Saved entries
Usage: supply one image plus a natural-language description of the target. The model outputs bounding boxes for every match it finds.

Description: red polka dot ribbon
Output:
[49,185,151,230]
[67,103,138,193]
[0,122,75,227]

### TRY IT:
Return the records exactly, character for character.

### SOLUTION TO THE PROBLEM:
Usage: supply one image plus a natural-language description of the target. The model outputs bounding boxes for every match it finds.

Description: red polka dot ribbon
Output:
[49,185,151,230]
[67,103,138,193]
[0,122,75,227]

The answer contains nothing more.